Saved data entries
════════════════

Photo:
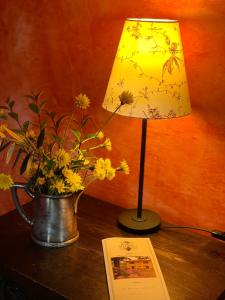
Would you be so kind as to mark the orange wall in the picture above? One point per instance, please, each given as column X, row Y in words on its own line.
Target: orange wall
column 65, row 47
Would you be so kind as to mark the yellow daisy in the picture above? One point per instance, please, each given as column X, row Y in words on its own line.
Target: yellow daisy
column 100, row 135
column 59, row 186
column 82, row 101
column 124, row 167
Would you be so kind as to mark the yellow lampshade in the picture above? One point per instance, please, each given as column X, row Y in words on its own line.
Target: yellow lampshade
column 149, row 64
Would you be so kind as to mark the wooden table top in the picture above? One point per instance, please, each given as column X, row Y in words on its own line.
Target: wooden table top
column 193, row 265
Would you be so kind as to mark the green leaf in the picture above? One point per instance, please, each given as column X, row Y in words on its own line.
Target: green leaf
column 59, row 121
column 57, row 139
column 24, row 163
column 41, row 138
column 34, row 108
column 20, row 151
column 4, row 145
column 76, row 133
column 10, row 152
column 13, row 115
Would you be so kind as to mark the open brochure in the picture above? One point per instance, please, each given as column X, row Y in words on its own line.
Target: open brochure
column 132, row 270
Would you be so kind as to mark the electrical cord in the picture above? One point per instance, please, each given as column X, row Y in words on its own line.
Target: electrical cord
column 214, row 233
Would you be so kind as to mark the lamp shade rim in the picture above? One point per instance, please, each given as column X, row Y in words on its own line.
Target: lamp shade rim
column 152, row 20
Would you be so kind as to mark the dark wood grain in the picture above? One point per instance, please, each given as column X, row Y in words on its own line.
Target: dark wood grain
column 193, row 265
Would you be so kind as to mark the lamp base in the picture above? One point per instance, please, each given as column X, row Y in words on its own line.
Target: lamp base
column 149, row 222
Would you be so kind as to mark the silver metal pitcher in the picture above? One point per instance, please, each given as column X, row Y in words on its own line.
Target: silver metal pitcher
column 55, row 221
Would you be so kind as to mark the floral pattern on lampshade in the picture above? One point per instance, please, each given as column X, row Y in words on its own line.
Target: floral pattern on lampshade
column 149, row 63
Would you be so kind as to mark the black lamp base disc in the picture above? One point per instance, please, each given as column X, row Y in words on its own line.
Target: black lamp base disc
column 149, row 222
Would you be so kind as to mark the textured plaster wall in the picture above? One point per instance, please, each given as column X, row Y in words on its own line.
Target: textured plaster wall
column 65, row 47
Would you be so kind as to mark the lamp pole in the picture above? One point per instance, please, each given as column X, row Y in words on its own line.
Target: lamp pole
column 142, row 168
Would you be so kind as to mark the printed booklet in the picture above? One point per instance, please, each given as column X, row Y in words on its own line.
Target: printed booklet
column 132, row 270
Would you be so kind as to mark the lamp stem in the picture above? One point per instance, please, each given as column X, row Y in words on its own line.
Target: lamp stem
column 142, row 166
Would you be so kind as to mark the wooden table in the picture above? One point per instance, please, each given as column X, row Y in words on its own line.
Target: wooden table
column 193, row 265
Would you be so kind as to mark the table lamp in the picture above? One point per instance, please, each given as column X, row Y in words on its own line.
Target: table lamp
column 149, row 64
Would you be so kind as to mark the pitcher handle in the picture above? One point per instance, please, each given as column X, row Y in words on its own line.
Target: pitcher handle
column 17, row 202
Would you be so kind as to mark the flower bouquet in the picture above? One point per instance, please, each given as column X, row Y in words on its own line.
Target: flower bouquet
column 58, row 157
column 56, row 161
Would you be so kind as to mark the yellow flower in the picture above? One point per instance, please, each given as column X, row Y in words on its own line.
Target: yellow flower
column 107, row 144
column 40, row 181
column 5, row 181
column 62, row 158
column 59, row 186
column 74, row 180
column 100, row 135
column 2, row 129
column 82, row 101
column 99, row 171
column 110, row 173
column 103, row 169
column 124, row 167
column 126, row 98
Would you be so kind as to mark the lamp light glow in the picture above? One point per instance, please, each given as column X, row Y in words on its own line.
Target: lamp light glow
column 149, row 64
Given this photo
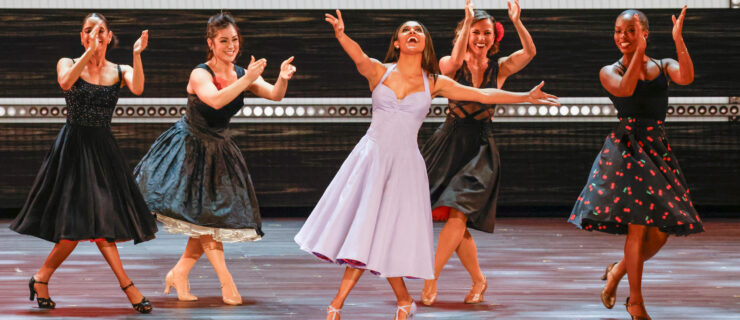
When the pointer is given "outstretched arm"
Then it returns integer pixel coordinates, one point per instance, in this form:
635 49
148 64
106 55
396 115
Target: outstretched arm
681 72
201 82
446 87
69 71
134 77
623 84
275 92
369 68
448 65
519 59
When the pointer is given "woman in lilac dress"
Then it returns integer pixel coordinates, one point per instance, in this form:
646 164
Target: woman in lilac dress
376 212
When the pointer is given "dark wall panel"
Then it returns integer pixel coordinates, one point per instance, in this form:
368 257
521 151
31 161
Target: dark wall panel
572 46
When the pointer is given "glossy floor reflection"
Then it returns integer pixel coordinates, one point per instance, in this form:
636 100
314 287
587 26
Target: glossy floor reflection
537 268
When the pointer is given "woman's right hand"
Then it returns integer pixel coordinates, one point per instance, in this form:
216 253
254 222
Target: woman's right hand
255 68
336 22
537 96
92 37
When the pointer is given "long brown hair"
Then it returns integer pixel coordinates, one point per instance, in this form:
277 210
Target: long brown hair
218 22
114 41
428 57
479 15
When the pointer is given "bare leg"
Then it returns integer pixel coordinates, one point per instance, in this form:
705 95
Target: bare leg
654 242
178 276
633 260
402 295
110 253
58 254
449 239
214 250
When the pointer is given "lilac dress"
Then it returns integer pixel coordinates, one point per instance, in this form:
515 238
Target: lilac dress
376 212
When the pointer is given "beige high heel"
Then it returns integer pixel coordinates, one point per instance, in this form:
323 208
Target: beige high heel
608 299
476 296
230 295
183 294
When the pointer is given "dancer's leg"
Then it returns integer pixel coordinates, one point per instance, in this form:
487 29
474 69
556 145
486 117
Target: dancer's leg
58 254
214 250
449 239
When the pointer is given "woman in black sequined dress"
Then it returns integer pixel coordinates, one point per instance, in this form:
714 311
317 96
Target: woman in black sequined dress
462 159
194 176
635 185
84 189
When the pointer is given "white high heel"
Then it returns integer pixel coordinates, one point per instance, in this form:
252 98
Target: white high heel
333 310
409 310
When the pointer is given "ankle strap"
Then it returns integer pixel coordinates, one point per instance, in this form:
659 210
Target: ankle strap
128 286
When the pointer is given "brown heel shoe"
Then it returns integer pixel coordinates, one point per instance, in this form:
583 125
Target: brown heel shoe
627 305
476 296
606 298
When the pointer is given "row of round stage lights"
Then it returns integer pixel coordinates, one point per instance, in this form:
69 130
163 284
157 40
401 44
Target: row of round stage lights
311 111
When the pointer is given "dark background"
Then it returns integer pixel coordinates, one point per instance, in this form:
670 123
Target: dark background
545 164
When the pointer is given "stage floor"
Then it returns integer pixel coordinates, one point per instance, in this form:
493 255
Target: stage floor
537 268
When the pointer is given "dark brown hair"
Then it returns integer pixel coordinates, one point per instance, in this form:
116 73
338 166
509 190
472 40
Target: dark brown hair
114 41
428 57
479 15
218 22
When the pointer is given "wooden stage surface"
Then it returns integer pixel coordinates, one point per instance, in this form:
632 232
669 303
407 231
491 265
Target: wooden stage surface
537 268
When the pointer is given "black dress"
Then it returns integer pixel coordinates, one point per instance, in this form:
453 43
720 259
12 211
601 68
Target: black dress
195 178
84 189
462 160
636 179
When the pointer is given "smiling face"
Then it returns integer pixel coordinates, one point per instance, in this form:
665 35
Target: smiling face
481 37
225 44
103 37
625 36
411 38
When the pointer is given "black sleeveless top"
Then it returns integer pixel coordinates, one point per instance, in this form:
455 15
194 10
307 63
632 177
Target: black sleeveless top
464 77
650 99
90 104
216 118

════════════════

■ What the task asks ■
Return the preceding entries verbatim, with the pictures excluded.

■ Reply ■
Photo:
Would you be so kind as to mark the orange wall in the picture above? One point per instance, please, each given as column X, row Y in words on its own line.
Target: orange wall
column 65, row 47
Would you be so kind as to mark the yellow daisy in the picture above? One point per instance, please, each given as column X, row Y in words on its own line.
Target: yellow daisy
column 100, row 135
column 59, row 186
column 82, row 101
column 124, row 167
Would you be so kind as to mark the yellow lampshade in the picture above? One point per instance, please, each given as column X, row Y in words on its own line.
Target: yellow lampshade
column 149, row 64
Would you be so kind as to mark the wooden table top in the picture above? One point per instance, please, each given as column X, row Y in words on its own line.
Target: wooden table top
column 193, row 265
Would you be so kind as to mark the green leaf in the picture above? One point per instance, please, each given as column X, row Y in words on its own line.
Target: green leaf
column 59, row 121
column 57, row 139
column 24, row 163
column 41, row 138
column 34, row 108
column 20, row 151
column 4, row 145
column 76, row 133
column 10, row 152
column 13, row 115
Would you be so kind as to mark the open brochure in the picture above? One point per instance, please, each given as column X, row Y in words on its own line.
Target: open brochure
column 132, row 270
Would you be so kind as to mark the electrical cord in the picture above? One point per instance, please, each given as column X, row Y in words on its own line.
Target: electrical cord
column 214, row 233
Would you be so kind as to mark the lamp shade rim in the picture above? One point per instance, please, each given as column X, row Y in words on its own line.
Target: lamp shade rim
column 152, row 20
Would you be so kind as to mark the dark wood grain in the picture above? One point per instance, please, each given as column X, row Y in words on its own line.
Target: dark wood grain
column 193, row 265
Would you be so kind as to mark the lamp base in the picture above? One point per instance, please, each given as column X, row Y in words on its own line.
Target: lamp base
column 149, row 222
Would you be so kind as to mark the silver metal pitcher in the picture above? One point per instance, please, each given as column X, row Y in words on its own line.
Target: silver metal pitcher
column 55, row 221
Would you be so kind as to mark the floral pattern on lampshade in the picture above? One point per instance, please, each given as column X, row Y in words on its own line.
Target: floral pattern on lampshade
column 149, row 63
Would you be so kind as to mark the black lamp base disc in the picture above? One point per instance, please, each given as column X, row Y in words on its own line.
Target: black lamp base disc
column 149, row 222
Would you be so kind as to mark the textured plaster wall in the picture above? One point per instance, please, each given as column X, row Y in words on its own line.
Target: textured plaster wall
column 65, row 47
Would you be so kind as to mark the lamp pole in the picture above? One point per instance, please, each given as column X, row Y in words on its own line.
Target: lamp pole
column 142, row 168
Would you be so kind as to mark the printed booklet in the picture above? One point per instance, please, each given as column X, row Y in words on its own line.
Target: printed booklet
column 132, row 270
Would you be so kind as to mark the lamp stem in the picture above? One point per instance, please, each given as column X, row Y in words on its own line.
Target: lamp stem
column 142, row 166
Would you be so kind as to mark the wooden table in the picture above? One point per instance, please, each given as column X, row Y in words on its own line.
Target: wooden table
column 193, row 265
Would you be so kind as to mark the table lamp in the picture above? One point per instance, please, each given as column X, row Y in words on its own line.
Target: table lamp
column 149, row 64
Would you be so kind as to mark the pitcher handle in the picture above? One point per instance, please, each given as column X, row Y in words on its own line.
Target: pitcher handle
column 17, row 202
Would you be so kind as to mark the flower bouquet in the picture above? One point per instance, please, each given as column X, row Y in words on its own line.
Target: flower bouquet
column 58, row 157
column 56, row 161
Would you be so kind as to mark the yellow flower in the picture above? One point per instance, please, each given as column X, row Y in words on its own line.
Target: yellow flower
column 107, row 144
column 40, row 181
column 5, row 181
column 62, row 158
column 59, row 186
column 74, row 180
column 100, row 135
column 2, row 129
column 82, row 101
column 99, row 171
column 110, row 173
column 103, row 169
column 124, row 167
column 126, row 98
Would you be so kind as to mark the lamp light glow in the picture above? One point per instance, please, each given as column X, row Y in words on its own line.
Target: lamp light glow
column 149, row 64
Given this photo
When the pointer is given "outstretched arm"
Then it returns integer pixel coordinates, one point per instance, in this form:
635 49
148 64
106 55
396 115
Target: outstretched arm
681 72
201 82
446 87
69 71
134 77
623 84
275 92
369 68
448 65
519 59
When the pointer is given "woman in lilac dress"
Then it returns integer pixel coordinates, one point per instance, in this form:
646 164
Target: woman in lilac dress
376 212
When the pointer is given "dark wall panel"
Then it returns integer pixel coordinates, one point per instance, in this form:
368 257
521 151
31 161
Target: dark wall panel
572 46
When the pointer is given "glossy floor reflection"
Then it returns integer pixel coordinates, one point per instance, in this form:
636 100
314 287
587 26
Target: glossy floor reflection
537 268
When the pointer is given "woman's right hand"
Then it returns integer pixel coordinates, one point per instance, in this form:
216 253
254 222
Target: woman's right hand
255 68
336 22
537 96
92 37
When the pointer is given "long brown hair"
Then it returns integer pixel coordinates, one point per instance, in this form:
277 210
Target: long brown hair
218 22
114 41
428 57
479 15
When the pointer is given "bare leg"
Then it returns integer pixel coordinates, one point per instance, in this form:
705 95
Target: bare leg
654 242
178 276
633 260
402 295
110 253
58 254
449 239
214 250
When the pointer is given "lilac dress"
Then it returns integer pixel coordinates, one point per instance, in this form:
515 238
Target: lilac dress
376 212
When the pointer is given "beige high heel"
Then it returns integer pixel coordinates, one point per instance, in this form:
323 208
Target: beige high heel
608 299
476 296
230 295
183 294
When the pointer is given "dancer's leg"
Then it returns integer pixel coordinates, one point per instance, in this form:
487 29
474 69
556 145
486 117
Target: dancer's leg
58 254
214 250
449 239
When the pointer is given "woman in black sequined dress"
Then it returns integer pixel coordinates, one point per instance, in this form:
714 311
317 96
Target: woman in black sequined dress
462 159
194 176
635 185
84 189
When the pointer is given "white high heel"
Then it returns integer pixel coordinates, one point per instance, in this form:
252 98
Target: white high heel
333 310
409 310
When the pointer is given "ankle strap"
Then it returns integer pixel coordinates, one point per instance, in this form:
659 210
Target: ankle strap
128 286
When the pointer is given "brown heel shoe"
Then it returns integer pixel coordinates, one point per instance, in this form:
583 125
Target: brown heel shoe
627 305
476 296
606 298
When the pointer is given "row of round stage lights"
Then it returns integer pixel coordinates, one point per instance, in this form:
69 130
163 284
157 40
401 44
Target: row of round stage lights
311 111
When the pointer is given "dark background"
Then it returns integer pixel coordinates, one point per instance, in this form:
670 123
Target: dark background
545 164
When the pointer is given "stage floor"
Then it returns integer pixel coordinates, one point per instance, in this form:
493 255
Target: stage floor
537 268
When the pointer is given "dark brown hair"
Then it returns integer pixel coordinates, one point per instance, in this form:
116 73
338 166
509 190
472 40
Target: dark brown hair
114 41
428 57
479 15
218 22
When the pointer is given "wooden stage surface"
Then it returns integer pixel coordinates, one point per instance, in this form:
632 232
669 303
407 231
491 265
Target: wooden stage surface
537 268
When the pointer is given "black dress"
Then it returns integer pixel coordinates, one point per instance, in this form:
453 43
720 259
12 211
601 68
Target: black dress
195 178
84 189
462 160
636 179
When the pointer is given "smiling face"
Then it returns integer pixel coordinates, one point per instance, in this form:
665 35
Target: smiling face
481 37
225 44
103 37
625 36
411 38
When the pointer is given "black sleeveless top"
Then it returns integer pixel coordinates, one point per instance, in this form:
455 15
194 10
307 63
632 177
Target: black sleeveless top
464 77
650 99
90 104
216 118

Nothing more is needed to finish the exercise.